BEGIN ENTRIES SHOWN
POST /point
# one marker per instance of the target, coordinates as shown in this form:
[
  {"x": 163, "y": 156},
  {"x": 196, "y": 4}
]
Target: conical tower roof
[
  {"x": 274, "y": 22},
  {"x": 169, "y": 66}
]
END ENTRIES SHOWN
EXERCISE PROMPT.
Reproduce the entire listing word for word.

TASK RESULT.
POST /point
# one marker per instance of the target, coordinates as shown in this form:
[
  {"x": 163, "y": 156},
  {"x": 196, "y": 4}
]
Target: conical tower roof
[
  {"x": 274, "y": 22},
  {"x": 169, "y": 66}
]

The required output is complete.